__PASSAGE__:
## Start
Let $\mu_0 (dx)$ be the standard one-dimensional Cauchy distribution, i.e.

\begin{align} \mu_0 (dx) = \frac{1}{\pi} \frac{1}{1+x^2} dx. \end{align}

Suppose I fix $h \in [0, 1]$, and form a Markov chain $\{X_n\}_{n \geqslant 0}$ as follows:

  1. At step $n$, I sample $Y_n \sim \mu_0$.
  2. I then set $X_{n+1} = (1 - h) X_n + h Y_n$

It is not so hard to show that this chain admits $\mu_0$ as a stationary measure, as this essentially comes from the fact that Cauchy distribution is a stable distribution.

What I'm interested in is the reversal of this Markov chain. More precisely, if the chain I describe above uses the Markov kernel $q (x \to dy)$, I want to understand the Markov kernel $r$ such that

\begin{align} \mu_0 (dx) q (x \to dy) = \mu_0 (dy) r (y \to dx). \end{align}

Fortunately, all of the quantities involved have densities with respect to Lebesgue measure, and as such, I can write down what $r (y \to dx)$ is:

\begin{align} r (y \to dx) = \frac{1 + y^2}{\pi} \frac{1}{1 + x^2} \frac{h}{ h^2 + (y - (1 - h) x)^2} dx. \end{align}

My question is then: is there a simple, elegant way to draw exact samples from $r$?

I would highlight that this is not a purely algorithmic question; I'd really like to understand what this reversal kernel $r$ is doing. A nice byproduct of that would then be that I could simulate from it easily.
## End
__EXERCISE GOAL__: Continue the post on reversing the Cauchy Markov chain from its final sentence.

__DATASET EXCERPTS__:
## Start
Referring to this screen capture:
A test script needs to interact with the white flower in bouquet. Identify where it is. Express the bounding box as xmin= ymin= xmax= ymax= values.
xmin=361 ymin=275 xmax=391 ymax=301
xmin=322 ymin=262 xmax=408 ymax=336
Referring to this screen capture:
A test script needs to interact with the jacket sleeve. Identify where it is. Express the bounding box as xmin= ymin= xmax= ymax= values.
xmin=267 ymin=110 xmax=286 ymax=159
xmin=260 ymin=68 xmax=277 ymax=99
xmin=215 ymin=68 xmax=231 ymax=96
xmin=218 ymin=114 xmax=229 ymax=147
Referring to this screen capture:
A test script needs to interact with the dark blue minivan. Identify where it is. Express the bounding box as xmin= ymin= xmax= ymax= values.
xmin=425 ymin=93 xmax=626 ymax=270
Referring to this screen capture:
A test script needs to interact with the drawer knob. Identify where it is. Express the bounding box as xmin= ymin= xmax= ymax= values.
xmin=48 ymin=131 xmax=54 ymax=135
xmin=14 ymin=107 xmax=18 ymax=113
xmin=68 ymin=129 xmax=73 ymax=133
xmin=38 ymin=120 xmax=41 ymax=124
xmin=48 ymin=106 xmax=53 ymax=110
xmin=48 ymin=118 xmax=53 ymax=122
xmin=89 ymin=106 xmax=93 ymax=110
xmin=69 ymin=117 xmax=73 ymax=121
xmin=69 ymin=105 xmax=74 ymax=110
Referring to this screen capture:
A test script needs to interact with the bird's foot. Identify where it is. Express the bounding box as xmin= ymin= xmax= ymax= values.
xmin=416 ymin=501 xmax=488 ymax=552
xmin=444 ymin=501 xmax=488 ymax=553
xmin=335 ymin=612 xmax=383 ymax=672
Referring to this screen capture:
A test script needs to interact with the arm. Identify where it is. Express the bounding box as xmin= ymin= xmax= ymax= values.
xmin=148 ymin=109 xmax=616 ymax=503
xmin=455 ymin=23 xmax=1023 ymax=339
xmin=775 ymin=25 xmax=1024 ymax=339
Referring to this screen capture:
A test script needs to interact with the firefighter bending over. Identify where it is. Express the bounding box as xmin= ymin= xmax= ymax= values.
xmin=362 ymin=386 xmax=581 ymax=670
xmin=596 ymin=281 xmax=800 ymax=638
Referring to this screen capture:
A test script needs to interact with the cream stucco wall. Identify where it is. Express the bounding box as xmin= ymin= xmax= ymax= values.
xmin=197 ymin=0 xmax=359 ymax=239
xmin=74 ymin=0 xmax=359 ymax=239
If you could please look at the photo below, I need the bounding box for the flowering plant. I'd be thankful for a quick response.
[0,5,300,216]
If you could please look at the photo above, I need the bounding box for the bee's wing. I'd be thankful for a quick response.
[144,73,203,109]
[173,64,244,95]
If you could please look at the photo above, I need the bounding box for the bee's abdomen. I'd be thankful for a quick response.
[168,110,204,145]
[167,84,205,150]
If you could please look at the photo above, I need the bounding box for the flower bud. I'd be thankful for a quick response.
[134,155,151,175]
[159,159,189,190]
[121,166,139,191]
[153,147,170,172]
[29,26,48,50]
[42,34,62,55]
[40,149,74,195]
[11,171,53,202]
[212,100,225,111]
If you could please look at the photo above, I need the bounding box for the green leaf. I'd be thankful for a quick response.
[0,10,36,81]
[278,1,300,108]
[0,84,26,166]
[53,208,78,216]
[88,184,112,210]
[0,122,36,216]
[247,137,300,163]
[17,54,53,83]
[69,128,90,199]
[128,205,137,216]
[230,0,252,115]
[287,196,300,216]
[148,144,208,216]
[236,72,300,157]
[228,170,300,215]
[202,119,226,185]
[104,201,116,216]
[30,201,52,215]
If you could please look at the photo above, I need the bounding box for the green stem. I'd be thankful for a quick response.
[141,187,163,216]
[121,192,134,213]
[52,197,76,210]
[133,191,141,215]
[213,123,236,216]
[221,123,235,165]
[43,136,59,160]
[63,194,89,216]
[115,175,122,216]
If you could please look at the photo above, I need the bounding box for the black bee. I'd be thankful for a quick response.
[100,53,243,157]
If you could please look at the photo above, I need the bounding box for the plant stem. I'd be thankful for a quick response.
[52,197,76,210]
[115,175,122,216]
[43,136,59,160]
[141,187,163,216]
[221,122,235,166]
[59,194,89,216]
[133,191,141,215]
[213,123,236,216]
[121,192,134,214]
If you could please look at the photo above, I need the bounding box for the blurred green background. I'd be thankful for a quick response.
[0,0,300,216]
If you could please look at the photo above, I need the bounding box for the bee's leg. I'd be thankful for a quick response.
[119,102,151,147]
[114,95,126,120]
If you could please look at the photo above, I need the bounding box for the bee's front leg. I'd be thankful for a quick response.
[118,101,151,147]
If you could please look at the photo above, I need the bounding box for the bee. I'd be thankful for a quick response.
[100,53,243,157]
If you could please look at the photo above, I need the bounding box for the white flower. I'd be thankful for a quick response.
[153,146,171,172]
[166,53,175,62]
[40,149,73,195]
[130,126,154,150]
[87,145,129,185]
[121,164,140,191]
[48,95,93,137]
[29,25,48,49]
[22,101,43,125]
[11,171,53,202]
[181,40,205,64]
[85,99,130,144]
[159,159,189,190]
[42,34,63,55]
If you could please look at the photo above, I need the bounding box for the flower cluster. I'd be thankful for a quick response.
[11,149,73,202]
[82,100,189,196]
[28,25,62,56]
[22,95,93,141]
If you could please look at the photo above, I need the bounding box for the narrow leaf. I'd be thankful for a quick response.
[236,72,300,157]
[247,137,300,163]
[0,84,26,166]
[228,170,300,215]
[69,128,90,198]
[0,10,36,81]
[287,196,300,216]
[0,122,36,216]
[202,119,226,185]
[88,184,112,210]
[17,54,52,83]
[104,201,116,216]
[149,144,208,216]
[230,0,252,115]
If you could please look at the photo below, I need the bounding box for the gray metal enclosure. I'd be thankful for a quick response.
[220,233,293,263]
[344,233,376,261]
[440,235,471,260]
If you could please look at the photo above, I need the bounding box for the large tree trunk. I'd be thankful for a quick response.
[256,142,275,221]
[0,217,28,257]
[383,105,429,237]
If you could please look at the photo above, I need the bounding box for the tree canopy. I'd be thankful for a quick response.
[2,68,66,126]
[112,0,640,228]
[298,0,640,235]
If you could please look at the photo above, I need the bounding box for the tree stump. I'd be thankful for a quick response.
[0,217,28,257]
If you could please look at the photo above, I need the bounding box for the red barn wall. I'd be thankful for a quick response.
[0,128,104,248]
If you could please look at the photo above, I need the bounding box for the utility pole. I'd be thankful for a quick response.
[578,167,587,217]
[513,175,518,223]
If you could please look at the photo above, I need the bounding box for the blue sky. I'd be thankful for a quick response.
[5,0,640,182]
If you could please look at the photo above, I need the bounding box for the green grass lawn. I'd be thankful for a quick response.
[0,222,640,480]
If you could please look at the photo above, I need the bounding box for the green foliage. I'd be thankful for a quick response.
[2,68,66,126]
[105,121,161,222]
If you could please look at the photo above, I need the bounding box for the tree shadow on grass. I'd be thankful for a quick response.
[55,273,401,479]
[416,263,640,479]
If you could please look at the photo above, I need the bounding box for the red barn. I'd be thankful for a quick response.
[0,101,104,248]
## End
__FINAL RESULT__:
For completeness, some of the `purely algorithmic' solutions I had considered were the following.

  • I could try rejection sampling, and in principle this would work, but it wouldn't really give me insight into the nature of the Markov chain.
  • I could try something like the inverse CDF method, but it seems to me that the CDF of $r$ is not particularly nice to work with. As such, I'd have to use e.g. Newton iterations to use this method, and I'd prefer to not have to do this.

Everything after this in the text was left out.